SHORT EXERCISE:
Copy every line of the items below word for word, but leave the pictures out.

GIVEN ENTRIES:
↓↓↓

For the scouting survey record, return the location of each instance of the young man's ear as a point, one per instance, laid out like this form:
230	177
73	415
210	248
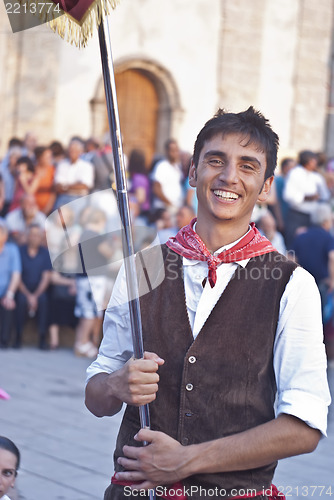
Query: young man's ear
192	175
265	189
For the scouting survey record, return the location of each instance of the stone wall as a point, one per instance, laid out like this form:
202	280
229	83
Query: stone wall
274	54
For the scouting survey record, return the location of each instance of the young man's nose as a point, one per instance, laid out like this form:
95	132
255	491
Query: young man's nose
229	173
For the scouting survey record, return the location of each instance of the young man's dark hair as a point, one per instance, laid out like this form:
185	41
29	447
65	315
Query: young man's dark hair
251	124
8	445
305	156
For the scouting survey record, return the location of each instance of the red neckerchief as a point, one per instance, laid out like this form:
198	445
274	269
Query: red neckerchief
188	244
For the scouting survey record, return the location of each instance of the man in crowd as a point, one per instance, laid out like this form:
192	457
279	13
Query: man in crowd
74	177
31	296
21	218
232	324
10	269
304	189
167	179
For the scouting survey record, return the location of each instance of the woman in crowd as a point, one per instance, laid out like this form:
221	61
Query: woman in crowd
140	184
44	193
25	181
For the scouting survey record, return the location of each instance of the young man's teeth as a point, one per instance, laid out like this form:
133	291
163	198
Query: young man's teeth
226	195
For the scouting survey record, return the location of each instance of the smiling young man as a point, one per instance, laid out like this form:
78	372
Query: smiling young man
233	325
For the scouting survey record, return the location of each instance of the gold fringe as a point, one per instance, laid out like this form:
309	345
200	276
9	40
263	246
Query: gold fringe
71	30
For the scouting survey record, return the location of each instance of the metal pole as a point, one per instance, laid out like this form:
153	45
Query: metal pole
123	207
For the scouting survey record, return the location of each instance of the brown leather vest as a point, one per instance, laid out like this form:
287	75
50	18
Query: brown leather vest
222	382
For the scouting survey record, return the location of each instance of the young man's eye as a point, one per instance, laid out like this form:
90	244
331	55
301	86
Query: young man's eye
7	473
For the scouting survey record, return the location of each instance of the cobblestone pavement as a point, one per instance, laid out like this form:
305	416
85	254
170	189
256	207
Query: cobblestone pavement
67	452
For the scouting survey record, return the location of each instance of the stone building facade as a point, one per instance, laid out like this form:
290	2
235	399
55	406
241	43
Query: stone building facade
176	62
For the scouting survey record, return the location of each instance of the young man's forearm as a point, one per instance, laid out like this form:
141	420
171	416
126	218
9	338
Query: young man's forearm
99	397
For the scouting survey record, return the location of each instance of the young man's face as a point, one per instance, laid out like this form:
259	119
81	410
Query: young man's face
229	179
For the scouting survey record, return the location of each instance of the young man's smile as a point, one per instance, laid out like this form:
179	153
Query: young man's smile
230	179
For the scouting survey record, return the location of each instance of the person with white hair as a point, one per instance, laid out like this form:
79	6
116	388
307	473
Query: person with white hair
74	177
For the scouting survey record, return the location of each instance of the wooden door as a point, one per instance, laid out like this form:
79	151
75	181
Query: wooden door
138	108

↑↑↑

RESULT OF THE TASK:
For the scouting survey record, return the location of each instance of the young man's ear as a point, one per instance, laid out like this form:
230	177
73	415
210	248
Query: young man's ear
192	175
265	189
For the scouting survey record, return the location of each instance of the stone wall as a point, one per instance, laid out like this form:
202	280
229	83
Query: stone wall
274	54
For the scouting survey record, return the location of each instance of the young man's nose as a point, one per instance, laid out like this form:
95	132
255	491
Query: young man's nose
229	173
For the scouting survey record, return the location of each instance of the young man's dark hair as a point, one per instance, laid out like this form:
185	41
29	447
65	315
Query: young man's dark hair
251	124
8	445
305	156
For the scouting survey record, return the location of each instance of the red neckerchief as a point, one per instance, laid out like this form:
198	445
274	269
Query: red neckerchief
188	244
For the scouting survey record, return the location of each instance of the man in crowd as a point, one per instance, laid out like this form:
192	457
279	13
Query: man in crowd
74	177
31	296
21	218
232	324
10	269
304	189
167	179
For the scouting survey record, return the location of each instance of the woman in crowd as a point, one per instance, laid out like this form:
221	61
Query: woman in crowd
140	184
44	193
25	181
For the scouting survey record, return the location of each instance of the young man's teeth as a point, one per instance, laid out like this form:
133	291
163	198
Query: young man's teeth
226	195
For the scouting survey record, return the location of each instance of the smiling young man as a point, one per instance, laid out like this form:
78	372
Query: smiling young man
233	325
For the scouting survey record, return the location of each instance of the gold fringe as a point, one per instance, laid out like this form:
309	345
200	276
9	40
263	246
Query: gold fringe
71	30
For the scouting survey record, return the location of each instance of the metal pole as a point, one per instance, laid out like this form:
153	45
Query: metal pole
123	207
For the scouting survey record, return the location of each instance of the brown leather vest as a point, one per instance, laid out like this form:
287	75
50	18
Query: brown leather vest
222	382
For the scouting survey record, return the location of each instance of the young man's eye as a point, one per instance, laid out like this form:
90	244
331	55
301	86
Query: young man's eye
7	473
For the scouting survey record, return the location of each instance of the cobblestone pavement as a point, one per instance, laid out like this form:
305	416
85	254
170	189
256	207
Query: cobblestone pavement
67	452
For the scouting survey record, return the location of each instance of the stone building facade as a point, one per instance, laid out like this form:
290	2
235	399
55	406
241	43
Query: stone building facade
176	62
For the scouting survey record, return the location of each instance of the young man's forearm as a point, one per instance, laid out like this form:
141	420
171	416
126	218
9	338
Query: young man's forearm
99	397
For the scouting survey record, return the location of each instance of the young man's face as a point, one per instance, laid out like this form:
259	119
81	410
Query: young man's face
229	179
For the scouting survey record, return the location of each instance of the young man's smile as a point, one per instance, laid out like this form:
179	153
Query: young man's smile
230	179
For the scouting survey record, return the location of each instance of the person with white hair as a point, one per instance, laid out like this form:
79	6
116	388
307	473
Query: person with white hair
74	177
For the scouting survey record, return the location of each instance of the wooden door as a point, one per instance, laid out like this form:
79	151
75	181
Query: wooden door
138	108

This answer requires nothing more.